Background information
- Born: Camilo Blanes Cortés 16 September 1946 Alcoi, Spain
- Died: 8 September 2019 (aged 72) Madrid, Spain
- Genres: Melodic song; latin pop; rock;
- Occupations: Singer, songwriter, producer
- Instruments: Vocals, guitar, drums
- Years active: 1964–2019
- Labels: Movieplay Ariola BMG Elica Records Universal Sony Music
- Website: camilosestooficial.com

= Camilo Sesto =

Spanish singer (1946–2019)

Camilo Blanes Cortés (16 September 1946 – 8 September 2019), known professionally as Camilo Sesto, was a Spanish singer, songwriter and producer.

His career achieved international recognition in the 1970s and 1980s. He was one of the leading voices in Spanish-language music. It is estimated that he sold more 100 millions of copies throughout his career.

== Biographical summary ==
Sesto sang in two pop bands during the 1960s and won a contest in a Madrid television show. He played a part in the Spanish filming of Hamelín. Later, he teamed up with singer and producer Juan Pardo, but success would come on its own accord, with his own music works. From the 1970s to 2000s Sesto created many hit songs, with almost everyone coming from his own inspiration, being the author, performer, composer, and producer of all his works. Camilo Sesto acted on several occasions at Madison Square Garden, also performed at major venues in the Americas, Europe, and Asia.

Most of Sesto's works are in Spanish, but he also recorded songs in English, Valencian, Italian, German, Japanese and Portuguese. Camilo released at least one album in English. Billboard estimated that he sold 180 million albums worldwide.

As a composer, Sesto wrote songs for artists such as Ángela Carrasco, Miguel Bosé, Lucía Méndez, Lani Hall, Charytín Goyco and José José, among others. He also produced and translated to Spanish the lyrics of an album by the popular Australian rock band Air Supply. Throughout his career, he remained one of the most influential pioneer artists of pop and rock in Spanish, that would inspire many newer acts in the Latin music world as well as across in the Americas, Europe, and Asia.

==Career==
The mid-sixties marked the beginning of Sesto's career. After producing his first record with his band Los Dayson, in 1965 they traveled to Madrid to appear on Televisión Española's Salto a la Fama. In 1966, Sesto joined another band, Los Botines, whose music was influenced by The Beatles. In 1967, the band appeared in the film Los chicos del Preu. At the beginning (1969) he participated in the chorus of the song "O Tren" by Andrés do Barro, produced by Juan Pardo. In 1970, he recorded various singles including: "Llegará el Verano" and "Sin Dirección", with the artistic name "Camilo Sexto". He became his own producer, as well as the producer of other artists. His solo career started in 1970, the same year he won the "Revelación" price, at the "Olés de la Canción" festival.
# # # # #
**Prompt 1:**
Say whether each statement agrees with the Camilo Sesto biography, answering yes or no and quoting the deciding words. (a) Sesto joined Los Botines in 1966. (b) Sesto recorded songs only in Spanish. (c) Juan Pardo produced the song "O Tren."
**Prompt 2:**
Go on with the Camilo Sesto biography from the point where it stops.
The material after this point comes from a separate source.
# # # # #
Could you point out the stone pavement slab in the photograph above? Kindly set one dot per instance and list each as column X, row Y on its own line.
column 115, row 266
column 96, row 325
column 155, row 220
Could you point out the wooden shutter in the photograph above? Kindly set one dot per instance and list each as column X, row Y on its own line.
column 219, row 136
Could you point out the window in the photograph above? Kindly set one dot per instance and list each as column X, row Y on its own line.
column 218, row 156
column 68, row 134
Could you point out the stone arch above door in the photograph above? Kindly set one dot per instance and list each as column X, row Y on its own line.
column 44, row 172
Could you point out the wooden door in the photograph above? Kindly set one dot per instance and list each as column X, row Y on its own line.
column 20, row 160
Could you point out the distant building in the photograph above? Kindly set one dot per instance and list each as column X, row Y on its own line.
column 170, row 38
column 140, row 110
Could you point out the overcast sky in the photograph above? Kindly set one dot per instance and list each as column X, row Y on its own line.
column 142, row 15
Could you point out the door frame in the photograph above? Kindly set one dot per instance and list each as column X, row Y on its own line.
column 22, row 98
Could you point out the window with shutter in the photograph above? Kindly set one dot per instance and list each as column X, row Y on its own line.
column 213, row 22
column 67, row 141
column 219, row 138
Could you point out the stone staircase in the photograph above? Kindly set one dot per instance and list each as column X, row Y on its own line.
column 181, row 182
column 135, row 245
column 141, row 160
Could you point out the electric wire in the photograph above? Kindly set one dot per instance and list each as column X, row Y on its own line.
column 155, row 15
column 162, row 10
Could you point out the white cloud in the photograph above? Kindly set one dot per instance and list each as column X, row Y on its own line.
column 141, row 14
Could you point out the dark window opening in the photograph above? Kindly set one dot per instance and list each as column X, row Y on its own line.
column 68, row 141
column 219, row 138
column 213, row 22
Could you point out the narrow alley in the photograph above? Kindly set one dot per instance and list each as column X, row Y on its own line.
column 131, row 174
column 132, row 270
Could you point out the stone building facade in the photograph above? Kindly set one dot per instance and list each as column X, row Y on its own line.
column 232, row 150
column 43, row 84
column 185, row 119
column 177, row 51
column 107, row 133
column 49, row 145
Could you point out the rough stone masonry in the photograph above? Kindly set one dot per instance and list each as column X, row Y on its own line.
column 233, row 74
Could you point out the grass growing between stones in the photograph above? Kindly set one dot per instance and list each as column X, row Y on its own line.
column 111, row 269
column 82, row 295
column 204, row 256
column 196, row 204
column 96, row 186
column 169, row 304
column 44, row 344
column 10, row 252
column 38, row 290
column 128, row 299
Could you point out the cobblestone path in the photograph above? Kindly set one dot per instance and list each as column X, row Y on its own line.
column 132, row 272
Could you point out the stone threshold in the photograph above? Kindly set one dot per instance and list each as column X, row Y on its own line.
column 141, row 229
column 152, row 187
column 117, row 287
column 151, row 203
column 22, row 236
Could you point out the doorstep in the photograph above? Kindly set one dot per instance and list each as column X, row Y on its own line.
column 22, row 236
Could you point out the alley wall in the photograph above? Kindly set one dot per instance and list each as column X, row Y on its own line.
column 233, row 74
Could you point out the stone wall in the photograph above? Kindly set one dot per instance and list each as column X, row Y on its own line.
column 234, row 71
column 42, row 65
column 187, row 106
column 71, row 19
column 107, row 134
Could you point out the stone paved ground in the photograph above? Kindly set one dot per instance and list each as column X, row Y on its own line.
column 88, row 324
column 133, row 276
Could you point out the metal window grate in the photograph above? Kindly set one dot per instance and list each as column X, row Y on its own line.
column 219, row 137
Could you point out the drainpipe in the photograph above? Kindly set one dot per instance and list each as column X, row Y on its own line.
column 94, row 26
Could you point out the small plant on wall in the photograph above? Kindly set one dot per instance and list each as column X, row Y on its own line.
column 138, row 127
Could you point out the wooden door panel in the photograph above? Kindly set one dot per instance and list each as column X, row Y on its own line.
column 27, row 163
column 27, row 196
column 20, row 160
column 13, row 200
# # # # #
**Exercise output 1:**
(a) Yes: "In 1966, Sesto joined another band, Los Botines"
(b) No: "he also recorded songs in English, Valencian, Italian, German, Japanese and Portuguese"
(c) Yes: "the song "O Tren" by Andrés do Barro, produced by Juan Pardo"

**Exercise output 2:**
After meeting producer, Juan Pardo in 1972, he launched a solo career under the stage name Camilo Sesto. He appeared on Spanish TV's program "Buenas Noches" singing "Algo de Mí" (his first No.1 record). Algo de Mi reached the Number 1 slot in Spain and most of the Spanish speaking world, and it maintained that top position for a whole year in most of Latin-America. In 1973, he represented Spain with the song "Algo Más" in the second edition of the OTI Festival, which was held in the Brazilian city of Belo Horizonte. In 1974, he participated in the 15th edition of the Viña del Mar International Song Festival in Chile. His success as a pop singer continued with record sales escalating rapidly. His concerts took him around the world with such songs as "¿Quieres ser mi amante?", "Llueve sobre mojado", "Isabel" and "Ayudadme". In 1975, "Jamás" and "Melina".(a song about Melina Mercouri),

On 6 November 1975, Sesto starred in the role of Jesus on the Spanish version/adaptation by Jaime Azpilicueta of the rock opera Jesus Christ Superstar at the Alcalá-Palace Theatre in Madrid (Spain). The production was very costly as he financed it entirely. His work was a success and received positive reviews. The public filled the theatre and shows were extended to four months. Both in terms of interpretation and musically speaking, Sesto's show was considered of great quality by Andrew Lloyd Webber.

After successfully starring in the Spanish version of "Jesus Christ Superstar" catapulted him to superstardom, Sesto continued gaining fame as a singer and composer. Notable hits from Sesto include "Sólo tú", "Si tú te vas", "Con el viento a tu favor", "Miénteme", "El amor de mi vida", "Vivir así es morir de amor", "Si me dejas ahora", "La culpa ha sido mía", "Perdóname", "Dónde estés, con quién estés", "Amor, no me ignores", "Qué más te da", "Devuélveme mi libertad", "Mi mundo, tú", "Amor de mujer", "Ven o voy" and "Me lo estás poniendo difícil".

Nomination 26th Annual Grammy Awards (1984): Nominated for Best Latin Pop Album Lani Hall. This recognition was linked to Camilo Sesto, who composed and produced the album and also performed a duet Corazón Encadenado.

In 1984, he recorded the duet single "Mi Amor" with American actress and singer Audrey Landers (known for the TV series Dallas) for her album Wo der Südwind weht, launching a European tour and entering several hit charts in Germany, Belgium, Scandinavia, and the Netherlands. Various editions and formats were released and distributed across the Americas, Europe, and Africa. In 1985, he toured Japan and performed 7 concerts for over 40,000 spectators in Tokyo, Osaka, Nagoya, and Fukuoka.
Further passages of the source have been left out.